Bursa Barosu TBB delegesi avukatlar Ali Arabacı, Ebru Piri Kaya, İsmail İşel, İzzet Boğa, Mefharet Öztürk Ceylantepe, Neslihan Aktosun, Onur Yavuz, Önder Asa, Serap Akkul, Suna Soydaş ve Zeki Kahraman’ın yaptığı açıklama, “Türkiye baroları ve Türkiye Barolar Birliği, kuruldukları tarihten bu yana, yargı bağımsızlığını, hukukun üstünlüğünü, adil yargılanmayı, insan haklarını ve demokratik, laik Türkiye’yi savunarak bugünlere gelmiştir” denilerek başladı.
Geçen süreçte baroların ve TBB’nin bağımsızlığı ile her türlü vesayetten kurtarılması için verilen mücadelenin unutulamayacağı belirtilen açıklamada şöyle denildi:
“Devletin avukatlığından, bağımsız avukatlığa giden süreç iyi anlaşılmalıdır. Biliyoruz ki, baroları bağımsız olmayan ülkelerde, adalet de bağımsız sayılamaz. Aksi düşünce, hukukun dili sayılan, yargının sözcülüğünü yüklenen baroları sessiz, etkisiz bir kurum haline getireceği gibi, meslekte çözülmeyi ve çöküntüyü, bu yolla hukukta yozlaşmayı beraberinde getirir.
Barolar ve TBB, sadece adalet dağıtımında yargıda rol almazlar, aynı zamanda hukuk yönünden, insan hak ve özgürlükleri yönünden yasamayı ve yürütmeyi de denetler; gerekirse düşünce bildirir, kamuoyu oluşturur, gerekirse dava yolu ile denetim görevini yerine getirir. Bu özellik, çağdaş hukuk devletinin gereğidir.
Yürütmeyle bütünleşmiş bir baronun ya da TBB’nin bu temel görevini yerine getirmesi veya getirebilmesi mümkün değildir. Baroları, devletin baskı altına alabileceği bir alana hapsetmek, onları, çağdaş anlayışın dışında, aydınlanma öncesi döneme götürür.
Türkiye Barolar Birliği başkanının son zamanlardaki söylem, tutum ve davranışları, baroların ve TBB’nin gelenekselleşmiş ilerlemeci, çağdaş meslek anlayışını inkar eder niteliktedir. Özellikle, baroların ve TBB’nin bağımsızlığını göz ardı ederek, sanki onları Adalet Bakanlığı’nın ya da yürütme organının bütünleyici bir unsuruymuş gibi lanse etmesi, meslek yasasının kendisine yüklemediği görevlere talip olması, baroları ve TBB’ni günlük siyasetin içine çekmektedir.
════
Verilen görev a — Kayıtlarda "clear" sözcüğünü içeren her satırı topla. Büyük ve küçük harf ayrımına dikkat et.

Sağlanan malzeme —
════
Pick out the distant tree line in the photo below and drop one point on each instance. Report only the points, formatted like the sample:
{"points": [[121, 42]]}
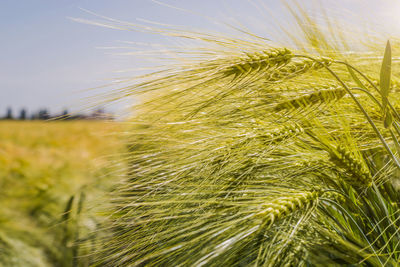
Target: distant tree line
{"points": [[44, 114]]}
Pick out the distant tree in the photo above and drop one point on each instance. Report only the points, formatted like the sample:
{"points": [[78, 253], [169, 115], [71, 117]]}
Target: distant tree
{"points": [[9, 114], [44, 114], [22, 114]]}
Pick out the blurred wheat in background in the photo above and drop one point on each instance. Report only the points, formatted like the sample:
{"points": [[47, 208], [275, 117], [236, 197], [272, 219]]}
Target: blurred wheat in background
{"points": [[246, 151]]}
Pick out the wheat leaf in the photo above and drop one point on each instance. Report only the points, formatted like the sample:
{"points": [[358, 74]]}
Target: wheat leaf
{"points": [[355, 78], [384, 82]]}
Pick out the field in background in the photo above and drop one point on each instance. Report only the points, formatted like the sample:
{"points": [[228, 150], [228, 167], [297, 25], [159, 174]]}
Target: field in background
{"points": [[52, 175]]}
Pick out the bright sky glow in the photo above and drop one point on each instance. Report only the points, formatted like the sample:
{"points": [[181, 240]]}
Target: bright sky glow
{"points": [[48, 60]]}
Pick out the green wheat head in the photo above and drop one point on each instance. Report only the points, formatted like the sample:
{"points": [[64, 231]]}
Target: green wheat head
{"points": [[261, 155]]}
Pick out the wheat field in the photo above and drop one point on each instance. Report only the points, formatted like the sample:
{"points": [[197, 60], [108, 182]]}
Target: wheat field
{"points": [[43, 166]]}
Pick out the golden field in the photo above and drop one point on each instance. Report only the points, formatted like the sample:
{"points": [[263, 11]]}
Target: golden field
{"points": [[52, 177]]}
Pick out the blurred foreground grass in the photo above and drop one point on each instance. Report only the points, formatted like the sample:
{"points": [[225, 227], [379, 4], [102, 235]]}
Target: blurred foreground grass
{"points": [[52, 174]]}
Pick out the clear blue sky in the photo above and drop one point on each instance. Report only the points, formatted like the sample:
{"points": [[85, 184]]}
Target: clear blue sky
{"points": [[48, 60]]}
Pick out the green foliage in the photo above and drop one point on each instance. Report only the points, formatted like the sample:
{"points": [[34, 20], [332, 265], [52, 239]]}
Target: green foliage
{"points": [[255, 154]]}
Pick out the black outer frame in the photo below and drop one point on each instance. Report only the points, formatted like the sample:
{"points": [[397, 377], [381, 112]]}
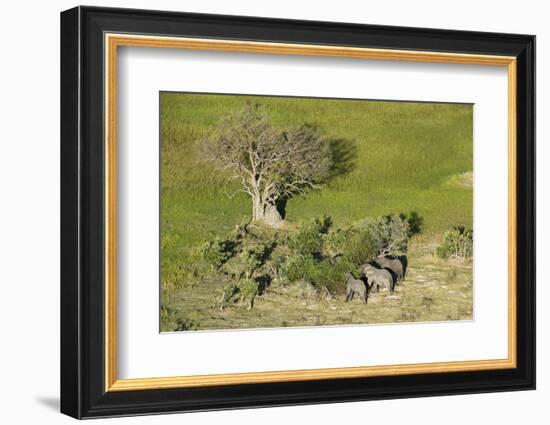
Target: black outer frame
{"points": [[82, 216]]}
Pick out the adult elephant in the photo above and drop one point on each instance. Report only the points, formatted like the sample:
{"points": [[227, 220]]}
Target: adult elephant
{"points": [[378, 278], [395, 264]]}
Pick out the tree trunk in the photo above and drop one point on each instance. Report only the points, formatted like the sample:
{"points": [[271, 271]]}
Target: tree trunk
{"points": [[266, 212]]}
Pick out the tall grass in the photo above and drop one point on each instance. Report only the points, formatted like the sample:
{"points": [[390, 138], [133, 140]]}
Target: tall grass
{"points": [[406, 155]]}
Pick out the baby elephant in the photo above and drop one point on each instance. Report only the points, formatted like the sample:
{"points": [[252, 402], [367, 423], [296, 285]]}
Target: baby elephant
{"points": [[355, 286], [378, 278]]}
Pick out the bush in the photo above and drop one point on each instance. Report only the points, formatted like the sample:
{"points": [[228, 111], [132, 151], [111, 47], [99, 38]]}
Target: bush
{"points": [[309, 238], [457, 243], [248, 289], [297, 267], [414, 221], [364, 240], [252, 258], [216, 252], [319, 273]]}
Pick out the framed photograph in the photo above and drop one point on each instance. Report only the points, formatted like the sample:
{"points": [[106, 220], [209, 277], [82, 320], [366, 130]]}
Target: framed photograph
{"points": [[261, 212]]}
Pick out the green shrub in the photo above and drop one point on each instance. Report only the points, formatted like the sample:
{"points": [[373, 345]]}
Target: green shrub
{"points": [[216, 252], [248, 289], [327, 273], [308, 240], [252, 258], [414, 221], [368, 238], [457, 243], [297, 267]]}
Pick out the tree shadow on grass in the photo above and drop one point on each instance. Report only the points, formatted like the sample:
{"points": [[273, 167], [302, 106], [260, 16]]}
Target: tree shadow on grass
{"points": [[344, 157]]}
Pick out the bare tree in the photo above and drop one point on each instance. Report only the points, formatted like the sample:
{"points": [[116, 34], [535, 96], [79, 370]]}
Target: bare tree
{"points": [[271, 165]]}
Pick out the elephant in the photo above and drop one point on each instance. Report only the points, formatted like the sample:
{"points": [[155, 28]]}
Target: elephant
{"points": [[379, 278], [395, 264], [355, 286]]}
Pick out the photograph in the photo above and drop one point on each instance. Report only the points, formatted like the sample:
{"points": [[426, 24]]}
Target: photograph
{"points": [[280, 212]]}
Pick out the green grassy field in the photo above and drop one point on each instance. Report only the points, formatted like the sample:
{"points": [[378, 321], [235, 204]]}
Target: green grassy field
{"points": [[409, 157]]}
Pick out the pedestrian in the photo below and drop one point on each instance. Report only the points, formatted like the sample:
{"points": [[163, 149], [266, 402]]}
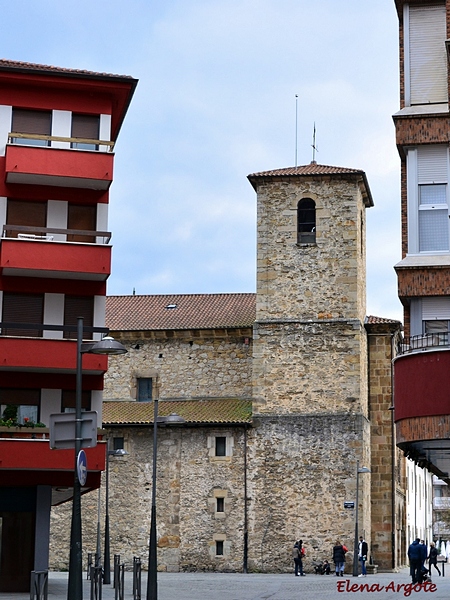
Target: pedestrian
{"points": [[415, 561], [432, 558], [339, 558], [362, 555]]}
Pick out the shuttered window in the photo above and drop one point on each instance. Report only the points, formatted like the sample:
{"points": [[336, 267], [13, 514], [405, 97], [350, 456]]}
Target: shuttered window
{"points": [[84, 218], [432, 193], [78, 306], [68, 400], [86, 127], [20, 405], [427, 54], [31, 121], [22, 308]]}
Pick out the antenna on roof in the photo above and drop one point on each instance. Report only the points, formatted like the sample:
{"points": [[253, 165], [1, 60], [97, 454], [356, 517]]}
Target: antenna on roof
{"points": [[313, 145], [296, 126]]}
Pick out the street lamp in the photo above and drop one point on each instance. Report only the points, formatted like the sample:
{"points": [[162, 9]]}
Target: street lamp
{"points": [[107, 559], [356, 544], [152, 582], [106, 346]]}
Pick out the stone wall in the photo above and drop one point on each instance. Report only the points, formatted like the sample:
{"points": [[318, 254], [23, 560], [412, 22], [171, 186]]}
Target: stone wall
{"points": [[183, 364]]}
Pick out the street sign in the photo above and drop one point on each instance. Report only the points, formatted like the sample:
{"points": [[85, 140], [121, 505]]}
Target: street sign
{"points": [[82, 467], [62, 430]]}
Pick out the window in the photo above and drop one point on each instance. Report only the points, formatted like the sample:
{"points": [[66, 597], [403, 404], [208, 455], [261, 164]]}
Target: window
{"points": [[221, 446], [25, 213], [20, 405], [144, 389], [68, 400], [118, 443], [22, 308], [35, 122], [425, 55], [84, 218], [306, 221], [78, 306], [85, 127], [433, 218]]}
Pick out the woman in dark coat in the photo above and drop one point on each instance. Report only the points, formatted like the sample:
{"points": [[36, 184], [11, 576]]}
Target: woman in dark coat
{"points": [[432, 558], [339, 558]]}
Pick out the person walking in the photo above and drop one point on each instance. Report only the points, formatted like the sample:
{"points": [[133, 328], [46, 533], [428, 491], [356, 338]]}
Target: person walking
{"points": [[339, 558], [415, 561], [362, 555], [432, 558]]}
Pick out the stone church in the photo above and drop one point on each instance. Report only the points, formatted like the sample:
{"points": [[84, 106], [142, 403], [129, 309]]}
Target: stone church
{"points": [[283, 394]]}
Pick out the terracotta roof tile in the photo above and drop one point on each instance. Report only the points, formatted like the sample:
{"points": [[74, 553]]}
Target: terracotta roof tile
{"points": [[180, 311], [200, 411], [14, 65]]}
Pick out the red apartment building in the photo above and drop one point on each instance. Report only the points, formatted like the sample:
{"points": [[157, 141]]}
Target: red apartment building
{"points": [[421, 371], [57, 133]]}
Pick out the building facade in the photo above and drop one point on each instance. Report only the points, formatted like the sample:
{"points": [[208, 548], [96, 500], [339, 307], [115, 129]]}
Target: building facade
{"points": [[422, 397], [57, 133], [283, 392]]}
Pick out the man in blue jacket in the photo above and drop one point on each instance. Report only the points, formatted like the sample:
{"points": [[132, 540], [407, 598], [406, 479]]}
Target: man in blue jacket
{"points": [[416, 558]]}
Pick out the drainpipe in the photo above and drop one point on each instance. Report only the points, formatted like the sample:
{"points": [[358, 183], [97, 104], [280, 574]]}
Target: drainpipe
{"points": [[245, 561]]}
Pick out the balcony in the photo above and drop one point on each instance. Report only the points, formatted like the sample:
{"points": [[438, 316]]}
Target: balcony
{"points": [[30, 164], [422, 401], [26, 459], [49, 252]]}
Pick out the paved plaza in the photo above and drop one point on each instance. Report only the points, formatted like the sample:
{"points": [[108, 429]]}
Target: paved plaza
{"points": [[235, 586]]}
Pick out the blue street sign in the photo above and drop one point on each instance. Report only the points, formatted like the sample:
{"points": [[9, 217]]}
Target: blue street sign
{"points": [[82, 467]]}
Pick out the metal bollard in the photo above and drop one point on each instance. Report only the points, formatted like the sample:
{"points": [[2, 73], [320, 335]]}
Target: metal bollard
{"points": [[119, 591], [88, 572], [116, 567], [96, 583], [137, 568], [39, 585]]}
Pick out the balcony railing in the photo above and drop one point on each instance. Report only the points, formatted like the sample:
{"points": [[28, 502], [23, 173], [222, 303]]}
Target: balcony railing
{"points": [[427, 341], [49, 234], [18, 138]]}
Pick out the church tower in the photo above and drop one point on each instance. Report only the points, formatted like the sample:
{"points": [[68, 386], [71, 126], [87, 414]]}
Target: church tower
{"points": [[310, 380]]}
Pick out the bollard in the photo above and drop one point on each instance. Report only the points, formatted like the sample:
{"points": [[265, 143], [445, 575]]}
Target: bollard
{"points": [[137, 568], [116, 569], [96, 583], [119, 588], [39, 585]]}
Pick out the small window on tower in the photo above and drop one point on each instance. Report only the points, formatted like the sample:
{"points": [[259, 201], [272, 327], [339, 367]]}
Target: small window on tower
{"points": [[306, 221]]}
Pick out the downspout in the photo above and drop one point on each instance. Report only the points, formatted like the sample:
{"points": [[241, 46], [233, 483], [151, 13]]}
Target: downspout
{"points": [[245, 561], [393, 530]]}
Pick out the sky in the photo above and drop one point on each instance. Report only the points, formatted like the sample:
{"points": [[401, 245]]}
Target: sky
{"points": [[216, 101]]}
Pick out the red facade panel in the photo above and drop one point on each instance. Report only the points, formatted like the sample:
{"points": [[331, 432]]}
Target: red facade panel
{"points": [[55, 259], [53, 356], [419, 384], [58, 167]]}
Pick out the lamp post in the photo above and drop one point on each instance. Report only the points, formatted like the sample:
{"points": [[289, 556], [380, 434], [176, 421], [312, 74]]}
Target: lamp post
{"points": [[106, 346], [356, 541], [107, 558], [152, 581]]}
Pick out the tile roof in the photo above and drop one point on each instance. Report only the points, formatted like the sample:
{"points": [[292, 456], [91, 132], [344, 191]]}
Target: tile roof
{"points": [[214, 411], [313, 169], [14, 65], [180, 311]]}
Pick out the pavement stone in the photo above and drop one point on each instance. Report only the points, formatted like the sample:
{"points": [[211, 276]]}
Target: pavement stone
{"points": [[238, 586]]}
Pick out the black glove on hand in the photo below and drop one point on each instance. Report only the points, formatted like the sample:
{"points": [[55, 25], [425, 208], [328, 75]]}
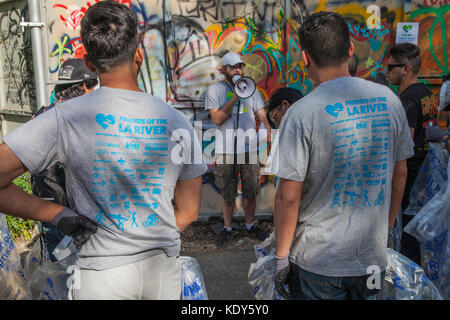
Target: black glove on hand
{"points": [[434, 134], [74, 225], [281, 276], [390, 244]]}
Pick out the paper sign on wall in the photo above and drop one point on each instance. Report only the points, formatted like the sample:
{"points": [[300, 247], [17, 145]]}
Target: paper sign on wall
{"points": [[407, 32]]}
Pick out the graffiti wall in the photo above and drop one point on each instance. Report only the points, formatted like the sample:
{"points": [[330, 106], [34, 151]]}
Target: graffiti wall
{"points": [[183, 41]]}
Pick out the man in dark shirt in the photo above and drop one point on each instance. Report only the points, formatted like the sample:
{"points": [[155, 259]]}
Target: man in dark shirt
{"points": [[421, 110]]}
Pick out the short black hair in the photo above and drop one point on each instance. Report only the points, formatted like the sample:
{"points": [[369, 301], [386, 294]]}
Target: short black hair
{"points": [[353, 64], [407, 53], [109, 32], [326, 38], [291, 95]]}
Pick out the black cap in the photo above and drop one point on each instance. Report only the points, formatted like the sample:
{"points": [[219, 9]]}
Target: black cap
{"points": [[73, 71]]}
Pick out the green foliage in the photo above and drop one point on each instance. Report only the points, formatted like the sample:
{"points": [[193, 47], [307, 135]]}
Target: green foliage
{"points": [[20, 228]]}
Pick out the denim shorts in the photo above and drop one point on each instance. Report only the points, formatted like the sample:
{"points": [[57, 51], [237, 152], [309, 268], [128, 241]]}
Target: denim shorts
{"points": [[227, 176], [305, 285]]}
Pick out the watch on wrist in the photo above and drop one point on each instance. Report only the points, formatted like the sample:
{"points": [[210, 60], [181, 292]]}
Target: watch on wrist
{"points": [[444, 141]]}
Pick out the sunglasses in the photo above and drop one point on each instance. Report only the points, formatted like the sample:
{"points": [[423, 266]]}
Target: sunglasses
{"points": [[237, 66], [390, 67]]}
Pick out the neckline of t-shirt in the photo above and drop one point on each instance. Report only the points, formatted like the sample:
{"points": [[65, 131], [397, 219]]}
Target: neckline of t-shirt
{"points": [[339, 79], [127, 91]]}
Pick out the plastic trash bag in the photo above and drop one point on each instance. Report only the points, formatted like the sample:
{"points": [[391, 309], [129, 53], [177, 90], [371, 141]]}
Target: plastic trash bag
{"points": [[260, 274], [430, 180], [51, 280], [12, 277], [37, 257], [192, 280], [431, 229], [405, 280]]}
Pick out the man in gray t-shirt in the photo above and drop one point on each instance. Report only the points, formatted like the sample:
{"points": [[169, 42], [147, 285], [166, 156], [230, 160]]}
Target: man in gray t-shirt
{"points": [[126, 155], [341, 159], [235, 158]]}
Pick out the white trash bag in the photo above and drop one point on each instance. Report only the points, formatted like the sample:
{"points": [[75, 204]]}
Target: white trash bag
{"points": [[260, 274], [12, 277], [431, 179], [405, 280], [431, 228], [193, 284]]}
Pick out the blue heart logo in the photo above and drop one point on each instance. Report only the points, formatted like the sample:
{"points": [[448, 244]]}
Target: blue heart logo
{"points": [[105, 121], [334, 110]]}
════
Verilen görev b — Baroların bağımsızlığına ilişkin açıklamanın bir bölümünü olduğu gibi yinele. "Geçen süreçte baroların" sözcüklerinin geçtiği yerden başla ve "yozlaşmayı beraberinde getirir." sözcüklerinden sonra dur.

Yazılı yanıt a —
Pick out the clear blue sky in the photo above and drop one point on each instance. Report only the points, formatted like the sample:
Target: clear blue sky

Yazılı yanıt b —
Geçen süreçte baroların ve TBB’nin bağımsızlığı ile her türlü vesayetten kurtarılması için verilen mücadelenin unutulamayacağı belirtilen açıklamada şöyle denildi:
“Devletin avukatlığından, bağımsız avukatlığa giden süreç iyi anlaşılmalıdır. Biliyoruz ki, baroları bağımsız olmayan ülkelerde, adalet de bağımsız sayılamaz. Aksi düşünce, hukukun dili sayılan, yargının sözcülüğünü yüklenen baroları sessiz, etkisiz bir kurum haline getireceği gibi, meslekte çözülmeyi ve çöküntüyü, bu yolla hukukta yozlaşmayı beraberinde getirir.